__AIM OF THE EXERCISE__
Your task is to reproduce exactly the lines from the line with "the white vinyl" through the end of the records below.

__INPUT FOR THIS TASK__
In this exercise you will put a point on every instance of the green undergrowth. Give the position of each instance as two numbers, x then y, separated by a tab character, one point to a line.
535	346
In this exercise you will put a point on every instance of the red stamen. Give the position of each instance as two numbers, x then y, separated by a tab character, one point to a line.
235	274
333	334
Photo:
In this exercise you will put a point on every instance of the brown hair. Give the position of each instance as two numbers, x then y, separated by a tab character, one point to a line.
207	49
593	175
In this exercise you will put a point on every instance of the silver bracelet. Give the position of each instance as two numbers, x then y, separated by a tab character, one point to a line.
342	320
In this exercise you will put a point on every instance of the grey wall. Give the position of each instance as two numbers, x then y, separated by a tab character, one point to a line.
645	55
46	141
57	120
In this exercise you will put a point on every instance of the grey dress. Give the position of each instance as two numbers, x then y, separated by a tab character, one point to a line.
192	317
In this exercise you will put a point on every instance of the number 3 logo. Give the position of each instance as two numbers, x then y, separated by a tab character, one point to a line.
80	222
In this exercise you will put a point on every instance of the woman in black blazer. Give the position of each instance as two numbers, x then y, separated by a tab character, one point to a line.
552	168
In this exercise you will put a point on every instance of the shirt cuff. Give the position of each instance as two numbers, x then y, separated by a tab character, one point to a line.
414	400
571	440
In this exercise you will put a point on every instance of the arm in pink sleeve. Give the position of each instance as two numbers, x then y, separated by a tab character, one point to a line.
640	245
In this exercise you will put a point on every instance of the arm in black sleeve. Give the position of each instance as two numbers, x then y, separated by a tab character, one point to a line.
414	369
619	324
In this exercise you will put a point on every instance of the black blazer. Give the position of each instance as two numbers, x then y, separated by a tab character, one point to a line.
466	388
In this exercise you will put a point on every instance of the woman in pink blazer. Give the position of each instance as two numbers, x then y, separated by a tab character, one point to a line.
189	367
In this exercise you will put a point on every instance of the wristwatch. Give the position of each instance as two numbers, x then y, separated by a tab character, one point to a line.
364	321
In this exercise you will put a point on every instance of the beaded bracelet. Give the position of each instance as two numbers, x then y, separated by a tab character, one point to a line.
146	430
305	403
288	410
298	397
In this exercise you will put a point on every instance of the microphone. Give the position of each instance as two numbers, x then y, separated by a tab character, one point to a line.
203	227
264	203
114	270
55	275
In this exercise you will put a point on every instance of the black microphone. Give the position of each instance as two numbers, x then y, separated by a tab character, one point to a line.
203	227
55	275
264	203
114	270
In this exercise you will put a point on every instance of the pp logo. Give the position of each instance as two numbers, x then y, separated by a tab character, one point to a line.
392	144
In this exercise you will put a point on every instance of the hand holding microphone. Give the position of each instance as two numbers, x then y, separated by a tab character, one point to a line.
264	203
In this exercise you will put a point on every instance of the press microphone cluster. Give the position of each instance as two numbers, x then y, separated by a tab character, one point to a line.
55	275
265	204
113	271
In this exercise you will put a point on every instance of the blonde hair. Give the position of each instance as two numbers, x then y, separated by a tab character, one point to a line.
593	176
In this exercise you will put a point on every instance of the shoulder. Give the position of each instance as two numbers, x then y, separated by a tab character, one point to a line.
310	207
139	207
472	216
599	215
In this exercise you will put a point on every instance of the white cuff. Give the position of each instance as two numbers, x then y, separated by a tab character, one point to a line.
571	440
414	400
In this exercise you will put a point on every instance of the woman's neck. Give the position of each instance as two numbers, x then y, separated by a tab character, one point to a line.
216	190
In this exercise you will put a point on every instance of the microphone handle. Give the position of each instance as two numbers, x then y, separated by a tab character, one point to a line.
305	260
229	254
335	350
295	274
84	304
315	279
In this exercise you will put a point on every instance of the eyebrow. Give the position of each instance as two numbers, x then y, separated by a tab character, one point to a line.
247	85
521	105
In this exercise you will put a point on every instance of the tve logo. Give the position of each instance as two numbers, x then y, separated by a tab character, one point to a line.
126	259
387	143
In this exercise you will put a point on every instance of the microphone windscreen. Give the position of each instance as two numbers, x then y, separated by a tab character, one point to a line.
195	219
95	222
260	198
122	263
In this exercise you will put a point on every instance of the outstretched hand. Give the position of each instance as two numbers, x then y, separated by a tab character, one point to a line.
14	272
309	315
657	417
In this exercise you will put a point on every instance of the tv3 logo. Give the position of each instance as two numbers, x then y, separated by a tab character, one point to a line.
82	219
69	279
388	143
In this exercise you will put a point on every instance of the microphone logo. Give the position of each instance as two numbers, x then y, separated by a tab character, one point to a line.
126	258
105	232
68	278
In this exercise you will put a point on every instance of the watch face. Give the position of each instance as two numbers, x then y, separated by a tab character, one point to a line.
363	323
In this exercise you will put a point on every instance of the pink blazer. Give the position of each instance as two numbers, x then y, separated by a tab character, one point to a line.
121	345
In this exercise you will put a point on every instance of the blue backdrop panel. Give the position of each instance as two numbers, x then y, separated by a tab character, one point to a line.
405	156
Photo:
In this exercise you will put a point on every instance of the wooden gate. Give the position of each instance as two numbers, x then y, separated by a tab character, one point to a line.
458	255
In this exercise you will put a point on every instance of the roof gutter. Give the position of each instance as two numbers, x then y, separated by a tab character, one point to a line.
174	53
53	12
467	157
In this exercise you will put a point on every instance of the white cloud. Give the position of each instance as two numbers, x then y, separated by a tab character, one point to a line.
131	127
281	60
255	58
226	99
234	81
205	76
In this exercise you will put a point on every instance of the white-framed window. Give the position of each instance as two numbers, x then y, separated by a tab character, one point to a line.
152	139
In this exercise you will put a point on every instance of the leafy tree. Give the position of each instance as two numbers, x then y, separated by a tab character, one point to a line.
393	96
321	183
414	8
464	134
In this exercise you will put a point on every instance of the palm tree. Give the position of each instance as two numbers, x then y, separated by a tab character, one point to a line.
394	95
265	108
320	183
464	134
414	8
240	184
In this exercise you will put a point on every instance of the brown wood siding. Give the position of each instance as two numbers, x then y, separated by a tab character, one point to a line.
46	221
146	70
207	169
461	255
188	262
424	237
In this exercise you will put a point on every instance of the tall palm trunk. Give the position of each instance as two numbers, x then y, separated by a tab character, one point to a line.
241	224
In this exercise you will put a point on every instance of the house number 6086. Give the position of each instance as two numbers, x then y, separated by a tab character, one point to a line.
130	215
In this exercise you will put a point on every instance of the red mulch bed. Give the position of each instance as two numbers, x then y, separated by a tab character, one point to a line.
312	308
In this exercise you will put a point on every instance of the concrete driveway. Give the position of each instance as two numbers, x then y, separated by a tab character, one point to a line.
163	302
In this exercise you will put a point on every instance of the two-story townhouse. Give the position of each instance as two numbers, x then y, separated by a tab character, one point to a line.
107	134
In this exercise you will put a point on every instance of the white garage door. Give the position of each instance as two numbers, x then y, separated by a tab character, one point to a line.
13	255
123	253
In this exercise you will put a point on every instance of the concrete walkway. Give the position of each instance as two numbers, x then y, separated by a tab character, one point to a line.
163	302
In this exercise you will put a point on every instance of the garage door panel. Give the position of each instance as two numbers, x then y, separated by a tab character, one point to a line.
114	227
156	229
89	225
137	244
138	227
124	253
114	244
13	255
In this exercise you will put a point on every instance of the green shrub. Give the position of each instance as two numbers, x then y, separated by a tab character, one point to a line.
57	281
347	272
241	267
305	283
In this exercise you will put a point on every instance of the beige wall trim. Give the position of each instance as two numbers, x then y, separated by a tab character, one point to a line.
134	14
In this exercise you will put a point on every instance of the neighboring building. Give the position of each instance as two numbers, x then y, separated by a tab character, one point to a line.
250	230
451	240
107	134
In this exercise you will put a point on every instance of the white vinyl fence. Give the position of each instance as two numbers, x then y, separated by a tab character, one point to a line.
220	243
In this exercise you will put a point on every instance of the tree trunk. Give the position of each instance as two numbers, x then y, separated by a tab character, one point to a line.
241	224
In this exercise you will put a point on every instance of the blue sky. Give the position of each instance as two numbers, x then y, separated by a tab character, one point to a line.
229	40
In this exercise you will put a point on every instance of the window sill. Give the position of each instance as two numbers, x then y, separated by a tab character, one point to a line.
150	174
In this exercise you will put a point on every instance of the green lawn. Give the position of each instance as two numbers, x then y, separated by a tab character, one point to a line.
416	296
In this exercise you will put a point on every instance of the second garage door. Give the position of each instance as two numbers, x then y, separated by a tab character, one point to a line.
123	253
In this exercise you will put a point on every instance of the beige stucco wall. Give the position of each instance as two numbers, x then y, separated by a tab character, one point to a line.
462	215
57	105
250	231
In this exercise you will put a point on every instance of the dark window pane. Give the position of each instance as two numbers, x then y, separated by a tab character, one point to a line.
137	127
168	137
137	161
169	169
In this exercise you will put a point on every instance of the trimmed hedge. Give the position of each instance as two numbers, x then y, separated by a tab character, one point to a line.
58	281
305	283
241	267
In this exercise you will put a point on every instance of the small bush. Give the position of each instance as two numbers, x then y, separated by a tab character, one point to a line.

__EXERCISE ANSWER__
In this exercise you will put a point on every instance of the white vinyl fence. Give the position of each instance as two numbers, x then y, separated by a tab character, one point to a line.
220	243
In this exercise you will put a point on every instance of the tree trunk. Give the position of each instance as two numbers, x then y, separated by a tab character, one point to a line.
241	224
In this exercise you will put a point on every instance of the blue sky. Give the position of each instance as two numbers, x then y, separated by a tab character, one point to a line.
229	40
In this exercise you will put a point on every instance of the window sill. Give the position of each instance as two numbers, x then y, separated by a tab character, one point to a line.
150	174
In this exercise you will put a point on every instance of the green lawn. Give the position of each instance as two numbers, x then y, separated by a tab character, one point to a line.
416	296
In this exercise you will put a point on every instance of the second garage door. Give the position of each instance as two numbers, x then y, separated by a tab character, one point to a line.
123	253
In this exercise you will put a point on every instance of the beige stucco wall. Give the position of each instance as two numbers, x then y, separated by a tab character, one point to a line.
462	215
57	105
250	231
In this exercise you will put a point on every instance of the dark window pane. Give the position of each instance as two numbers, x then y, separated by a tab character, one point to a line.
137	127
168	137
137	161
169	169
In this exercise you will put a point on every instance of the trimmed hedge. Give the position of each instance as two numbers, x then y, separated by a tab character, one point to a line.
58	281
305	283
241	267
In this exercise you will put a point on every instance of the small bush. Give the position of each instance as two numbers, x then y, separated by a tab character, one point to a line.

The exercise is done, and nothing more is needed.